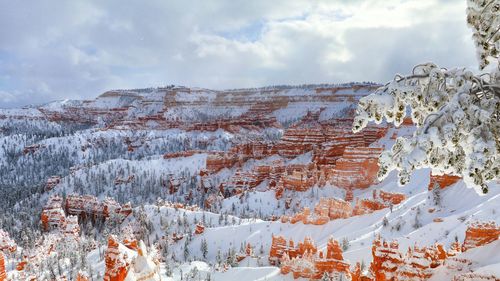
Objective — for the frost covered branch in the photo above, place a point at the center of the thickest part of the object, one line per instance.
(456, 112)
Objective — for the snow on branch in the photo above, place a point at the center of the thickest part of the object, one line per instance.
(457, 119)
(455, 111)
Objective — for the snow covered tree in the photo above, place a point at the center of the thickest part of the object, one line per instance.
(204, 248)
(456, 112)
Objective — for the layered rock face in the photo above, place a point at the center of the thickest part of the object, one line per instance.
(3, 273)
(479, 234)
(333, 208)
(186, 108)
(87, 206)
(52, 182)
(357, 168)
(380, 200)
(116, 262)
(6, 243)
(305, 261)
(53, 214)
(442, 181)
(133, 265)
(389, 263)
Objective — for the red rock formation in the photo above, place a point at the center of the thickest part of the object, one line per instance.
(199, 229)
(52, 214)
(418, 262)
(442, 181)
(333, 208)
(6, 243)
(32, 148)
(116, 264)
(82, 277)
(71, 227)
(280, 248)
(392, 198)
(52, 182)
(479, 234)
(386, 260)
(88, 206)
(309, 263)
(126, 180)
(380, 201)
(357, 168)
(218, 161)
(3, 273)
(367, 206)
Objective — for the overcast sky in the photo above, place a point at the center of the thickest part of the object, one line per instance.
(53, 50)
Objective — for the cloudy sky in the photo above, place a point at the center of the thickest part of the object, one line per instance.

TASK TO CARRY OUT – Retype all of the lines above word for word, leaving out the pictures.

SOLUTION TO THIS PROBLEM –
Objective — for the frost covered branch in the photo above, place a point at the center of the thickest part of the object, one line per instance.
(456, 112)
Objective — for the snow on branch in the photo above, place a point at the center of the thickest part of the object, one line per instance.
(457, 119)
(455, 111)
Objective — for the snow covered tree in the photo above, place a point at the center of the thickest part of the object, one line per instance.
(204, 248)
(456, 112)
Objective — for the layered rock face in the photo above, place a point at the center of the thickest part of the object, one line per instance.
(3, 273)
(479, 234)
(333, 208)
(186, 108)
(87, 206)
(52, 182)
(357, 168)
(380, 200)
(116, 262)
(6, 243)
(305, 261)
(53, 214)
(442, 181)
(133, 265)
(389, 263)
Objective — for the red rock formation in the photo above, place a point at the center of the thickest part of the object, one line per instance.
(199, 229)
(52, 214)
(418, 262)
(442, 181)
(333, 208)
(6, 243)
(32, 148)
(116, 264)
(82, 277)
(71, 227)
(280, 248)
(392, 198)
(52, 182)
(479, 234)
(386, 260)
(88, 206)
(309, 263)
(126, 180)
(380, 201)
(357, 168)
(218, 161)
(3, 273)
(367, 206)
Objective — for the overcast sky in the photo above, place a point at the center of the thickest part of the object, one line per instance.
(53, 50)
Objective — for the cloudy sky in the photo above, place a point at the center of the thickest part of the object, one line per instance.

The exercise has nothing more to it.